INPUT MATERIAL:

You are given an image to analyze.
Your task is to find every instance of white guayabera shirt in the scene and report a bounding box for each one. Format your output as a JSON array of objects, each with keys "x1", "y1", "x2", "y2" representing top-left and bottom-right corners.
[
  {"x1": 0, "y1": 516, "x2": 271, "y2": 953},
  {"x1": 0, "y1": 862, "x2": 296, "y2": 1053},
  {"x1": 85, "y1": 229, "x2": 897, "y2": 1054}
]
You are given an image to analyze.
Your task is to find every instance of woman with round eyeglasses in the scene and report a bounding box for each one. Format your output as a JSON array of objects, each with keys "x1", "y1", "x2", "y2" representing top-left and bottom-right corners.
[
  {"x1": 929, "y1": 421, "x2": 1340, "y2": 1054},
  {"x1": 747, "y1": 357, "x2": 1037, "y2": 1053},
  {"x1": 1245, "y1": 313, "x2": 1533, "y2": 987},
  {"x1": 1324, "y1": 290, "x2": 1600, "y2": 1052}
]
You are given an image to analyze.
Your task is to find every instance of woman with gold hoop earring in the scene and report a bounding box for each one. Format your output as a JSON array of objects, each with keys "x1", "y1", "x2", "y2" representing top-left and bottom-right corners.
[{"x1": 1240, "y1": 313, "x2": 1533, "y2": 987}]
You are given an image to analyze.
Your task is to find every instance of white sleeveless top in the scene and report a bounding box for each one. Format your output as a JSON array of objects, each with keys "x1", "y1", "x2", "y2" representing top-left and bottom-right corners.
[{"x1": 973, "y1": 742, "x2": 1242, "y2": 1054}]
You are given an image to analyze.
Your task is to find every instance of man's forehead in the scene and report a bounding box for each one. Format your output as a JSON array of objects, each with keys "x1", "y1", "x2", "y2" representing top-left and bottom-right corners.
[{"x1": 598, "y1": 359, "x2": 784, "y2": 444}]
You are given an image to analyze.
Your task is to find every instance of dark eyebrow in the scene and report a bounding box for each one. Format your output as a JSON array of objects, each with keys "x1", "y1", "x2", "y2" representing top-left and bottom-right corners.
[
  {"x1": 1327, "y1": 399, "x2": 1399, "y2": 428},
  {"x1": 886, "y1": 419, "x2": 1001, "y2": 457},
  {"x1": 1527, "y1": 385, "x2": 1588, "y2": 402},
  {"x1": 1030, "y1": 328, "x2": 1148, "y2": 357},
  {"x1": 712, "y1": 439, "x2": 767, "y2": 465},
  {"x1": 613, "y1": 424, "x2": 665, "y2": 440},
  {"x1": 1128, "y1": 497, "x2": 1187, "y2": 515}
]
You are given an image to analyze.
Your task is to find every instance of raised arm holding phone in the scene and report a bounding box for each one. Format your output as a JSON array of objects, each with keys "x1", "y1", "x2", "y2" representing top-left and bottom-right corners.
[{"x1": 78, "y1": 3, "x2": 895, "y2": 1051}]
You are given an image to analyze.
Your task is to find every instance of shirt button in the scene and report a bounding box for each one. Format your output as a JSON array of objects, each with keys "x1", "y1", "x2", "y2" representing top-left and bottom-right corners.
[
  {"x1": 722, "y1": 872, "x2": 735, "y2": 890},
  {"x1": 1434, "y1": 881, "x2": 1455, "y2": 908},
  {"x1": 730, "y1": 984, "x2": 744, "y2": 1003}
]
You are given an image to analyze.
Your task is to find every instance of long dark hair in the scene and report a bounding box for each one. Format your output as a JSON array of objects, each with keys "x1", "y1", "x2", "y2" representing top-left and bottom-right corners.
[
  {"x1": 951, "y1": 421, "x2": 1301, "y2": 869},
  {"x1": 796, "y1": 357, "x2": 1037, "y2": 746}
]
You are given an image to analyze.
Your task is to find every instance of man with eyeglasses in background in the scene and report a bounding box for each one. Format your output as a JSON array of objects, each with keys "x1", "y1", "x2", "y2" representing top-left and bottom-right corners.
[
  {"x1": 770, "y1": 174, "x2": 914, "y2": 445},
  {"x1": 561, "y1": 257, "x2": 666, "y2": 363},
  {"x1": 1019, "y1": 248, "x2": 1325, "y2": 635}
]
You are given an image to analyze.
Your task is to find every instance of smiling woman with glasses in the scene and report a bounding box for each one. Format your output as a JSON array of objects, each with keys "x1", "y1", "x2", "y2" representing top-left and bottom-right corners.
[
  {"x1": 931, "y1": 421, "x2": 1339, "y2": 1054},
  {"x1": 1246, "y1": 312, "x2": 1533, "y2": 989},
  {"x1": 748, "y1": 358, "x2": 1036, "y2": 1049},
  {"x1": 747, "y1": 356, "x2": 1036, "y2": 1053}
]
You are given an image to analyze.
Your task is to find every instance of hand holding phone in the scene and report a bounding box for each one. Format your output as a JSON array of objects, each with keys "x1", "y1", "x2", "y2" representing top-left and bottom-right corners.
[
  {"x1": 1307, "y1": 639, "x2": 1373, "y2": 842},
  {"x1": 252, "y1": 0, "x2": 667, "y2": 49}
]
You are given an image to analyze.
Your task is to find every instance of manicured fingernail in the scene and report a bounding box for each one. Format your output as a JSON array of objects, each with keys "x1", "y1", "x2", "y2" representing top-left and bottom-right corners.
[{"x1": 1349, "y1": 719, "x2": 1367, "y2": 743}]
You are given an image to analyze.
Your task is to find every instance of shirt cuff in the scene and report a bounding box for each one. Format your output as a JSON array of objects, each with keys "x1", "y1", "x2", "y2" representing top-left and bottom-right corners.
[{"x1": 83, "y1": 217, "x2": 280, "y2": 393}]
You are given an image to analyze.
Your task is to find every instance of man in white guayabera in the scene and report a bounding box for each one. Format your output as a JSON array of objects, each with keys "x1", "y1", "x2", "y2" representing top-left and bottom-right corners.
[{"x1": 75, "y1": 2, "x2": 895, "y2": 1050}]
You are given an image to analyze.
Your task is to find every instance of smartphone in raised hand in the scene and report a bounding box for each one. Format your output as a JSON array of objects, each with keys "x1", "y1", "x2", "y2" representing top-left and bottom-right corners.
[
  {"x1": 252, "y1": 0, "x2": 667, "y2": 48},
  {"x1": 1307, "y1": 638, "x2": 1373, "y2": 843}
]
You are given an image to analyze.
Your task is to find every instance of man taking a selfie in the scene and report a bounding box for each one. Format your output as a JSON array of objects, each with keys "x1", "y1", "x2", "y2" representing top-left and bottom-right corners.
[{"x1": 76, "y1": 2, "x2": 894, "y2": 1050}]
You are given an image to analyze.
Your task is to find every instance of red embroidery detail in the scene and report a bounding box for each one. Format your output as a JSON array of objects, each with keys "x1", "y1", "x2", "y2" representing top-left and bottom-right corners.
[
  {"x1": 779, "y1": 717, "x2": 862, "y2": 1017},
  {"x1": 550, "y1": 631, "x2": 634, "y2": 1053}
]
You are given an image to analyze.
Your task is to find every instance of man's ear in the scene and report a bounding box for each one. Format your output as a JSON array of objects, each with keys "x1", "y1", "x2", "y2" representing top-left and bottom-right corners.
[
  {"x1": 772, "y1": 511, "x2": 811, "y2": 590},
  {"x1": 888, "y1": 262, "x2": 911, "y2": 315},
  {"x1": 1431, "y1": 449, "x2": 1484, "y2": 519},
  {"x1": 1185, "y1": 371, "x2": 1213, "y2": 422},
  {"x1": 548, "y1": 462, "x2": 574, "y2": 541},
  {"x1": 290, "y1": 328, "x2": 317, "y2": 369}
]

WHAT THE TASK REQUIRES:
Every line of the listing is to be returned exactly as written.

OUTPUT OF THE TASK:
You are given an image to analyze.
Your task is to find every instance of white guayabera shirt in the scene and report a bounding box for each one. Format your output as a JSON array of objects, each with keys "x1", "y1", "x2", "y2" representing top-left and bottom-right corners.
[
  {"x1": 0, "y1": 516, "x2": 271, "y2": 953},
  {"x1": 0, "y1": 862, "x2": 296, "y2": 1053},
  {"x1": 85, "y1": 229, "x2": 897, "y2": 1054}
]
You are given an image to analyze.
Your task is to find every instance of woman with round eyeglasses in the scene and report a bounding box for each one. Format your output as a JSON array of objects, each with keys "x1", "y1", "x2", "y2" representing top-left and bottom-right corners.
[
  {"x1": 929, "y1": 421, "x2": 1340, "y2": 1054},
  {"x1": 747, "y1": 357, "x2": 1037, "y2": 1053},
  {"x1": 1245, "y1": 313, "x2": 1533, "y2": 987},
  {"x1": 1324, "y1": 290, "x2": 1600, "y2": 1052}
]
You are given an image to analyze.
Your task is to find every instance of woman with gold hoop earring in the scene and report a bounding box for each one. Format your output as a JSON array of objects, each with keys "x1", "y1", "x2", "y2" representing top-left and bottom-right corners.
[{"x1": 1240, "y1": 313, "x2": 1533, "y2": 987}]
You are given an image to analyze.
Your task is to find every instance of white sleeveless top in the scene and report a bounding box for each one. Format your output as a JSON array of objects, each with keys "x1", "y1", "x2", "y2" representing top-left and bottom-right corners.
[{"x1": 973, "y1": 742, "x2": 1242, "y2": 1054}]
You are given an image to analyze.
Your task is to find every instance of man's forehead in the scene and report a bounding box for each one. Format your output as a JSON array of objects, each with keys "x1", "y1", "x2", "y2" representing top-left and bottom-right corners.
[{"x1": 598, "y1": 359, "x2": 784, "y2": 444}]
You are given an image to analyze.
Your task is to find every instance of dark eyebrow in the scene and report a bounding box for each one. Format your output as a JSON array of objects, each with keys "x1", "y1", "x2", "y2" representing top-left and bottom-right corners.
[
  {"x1": 1327, "y1": 399, "x2": 1399, "y2": 428},
  {"x1": 886, "y1": 419, "x2": 1001, "y2": 457},
  {"x1": 1527, "y1": 385, "x2": 1588, "y2": 402},
  {"x1": 1030, "y1": 328, "x2": 1148, "y2": 357},
  {"x1": 712, "y1": 439, "x2": 767, "y2": 465},
  {"x1": 613, "y1": 424, "x2": 665, "y2": 440},
  {"x1": 1128, "y1": 497, "x2": 1187, "y2": 515}
]
You are given an image to analyze.
Your task is to find every instance of raised arm holding phone in the scene and report a bounding box for each one. Format your output as a JSON array of objects, each with keys "x1", "y1", "x2", "y2" representing top-left and bottom-right corners.
[{"x1": 78, "y1": 3, "x2": 895, "y2": 1051}]
You are given an image to analyze.
Your task is to find every instance of shirt button in the scene and report a bounding box for each one. Format your output as a JSON array of objects, each with keys "x1", "y1", "x2", "y2" representing top-left and bottom-right corners.
[
  {"x1": 722, "y1": 872, "x2": 735, "y2": 890},
  {"x1": 1434, "y1": 881, "x2": 1455, "y2": 908},
  {"x1": 730, "y1": 984, "x2": 744, "y2": 1003}
]
You are given an image to analyze.
Your task is to find every instance of long dark hair in the scene and report a bounding box for each one. Format your output as a JSON array of objects, each with keys "x1", "y1", "x2", "y2" representing top-left and bottom-right corners.
[
  {"x1": 951, "y1": 421, "x2": 1301, "y2": 869},
  {"x1": 796, "y1": 357, "x2": 1037, "y2": 746}
]
You are given an image to analyze.
Your task is to find every instance of man with eyeglasses in background in the scene and report a bounding box for each one. Format your output as a JSON array of objects, each with keys "x1", "y1", "x2", "y2" representing top-left and bottom-right corners.
[
  {"x1": 770, "y1": 174, "x2": 914, "y2": 445},
  {"x1": 561, "y1": 257, "x2": 666, "y2": 363},
  {"x1": 1019, "y1": 248, "x2": 1325, "y2": 635}
]
You are given an image to analyze.
Your task is to find every instance of smiling woman with glasses in the scene and report a bounding box for each one. Format your output as a JSON array of objects, each with keys "x1", "y1", "x2", "y2" representing top-left and bottom-right corners.
[
  {"x1": 931, "y1": 421, "x2": 1339, "y2": 1054},
  {"x1": 1246, "y1": 312, "x2": 1533, "y2": 989},
  {"x1": 748, "y1": 358, "x2": 1036, "y2": 1049},
  {"x1": 747, "y1": 356, "x2": 1036, "y2": 1053}
]
You are given an image to analyze.
Your task is to find every instance of hand holding phone in the scene and report a bounding box for each one. Format your output as a JSON array of objects, each with keys "x1", "y1", "x2", "y2" representing top-left and bottom-right corners.
[
  {"x1": 1307, "y1": 639, "x2": 1373, "y2": 842},
  {"x1": 252, "y1": 0, "x2": 667, "y2": 49}
]
You are given an image to analyze.
Your task is to find every instance of manicured fingernail in the scene and report a bounding box for each one. Format your output as a JSON array of objects, each with keys "x1", "y1", "x2", "y2" representing top-left and bottom-right corners.
[{"x1": 1349, "y1": 719, "x2": 1367, "y2": 743}]
You are given an image to analyze.
Your task is to find every instance of shirt cuff in the scene and report a bounding box for each one. Format your output as a JSON array of objects, each with keys "x1", "y1", "x2", "y2" representing top-left and bottom-right corners.
[{"x1": 83, "y1": 217, "x2": 280, "y2": 393}]
You are given an image to analyze.
Your task is to find every instance of man in white guayabera in the scene and report a bounding box for each one. Format your output as a JSON array of objects, each with keys "x1", "y1", "x2", "y2" representing top-left and bottom-right corners.
[{"x1": 75, "y1": 2, "x2": 895, "y2": 1050}]
You are given an image to analyze.
Your task is to find every instance of smartphone in raised hand in the scene and report a bounding box for each one. Format your output as a JSON array of objects, each with keys "x1", "y1", "x2", "y2" representing top-left and bottom-right corners.
[
  {"x1": 252, "y1": 0, "x2": 667, "y2": 48},
  {"x1": 1307, "y1": 638, "x2": 1373, "y2": 843}
]
You are given an image to analyze.
Your task is to find every instance of man taking a selfie in the scene and report a bounding box for each one. Format your output as a JSON array of objects, each with keys "x1", "y1", "x2", "y2" representing top-left and bottom-right corners.
[{"x1": 76, "y1": 2, "x2": 894, "y2": 1050}]
You are given an image to analyze.
Your task is to find every instance of red embroidery detail in the scene and report a bounding box for each one. Format your output as a JSON array of objects, each with keys "x1", "y1", "x2", "y2" representing top-left and bottom-right corners.
[
  {"x1": 779, "y1": 717, "x2": 862, "y2": 1017},
  {"x1": 550, "y1": 631, "x2": 634, "y2": 1053}
]
You are given an image to analyze.
Your task is to find every instance of man's ear in the scene and report a bounding box for each one. Format your output as a JSON array of objects, each with keys "x1", "y1", "x2", "y2" representing top-left and bottom-right corners.
[
  {"x1": 772, "y1": 511, "x2": 811, "y2": 590},
  {"x1": 888, "y1": 262, "x2": 911, "y2": 315},
  {"x1": 1431, "y1": 449, "x2": 1484, "y2": 519},
  {"x1": 1185, "y1": 371, "x2": 1213, "y2": 422},
  {"x1": 548, "y1": 462, "x2": 574, "y2": 541},
  {"x1": 290, "y1": 328, "x2": 317, "y2": 369}
]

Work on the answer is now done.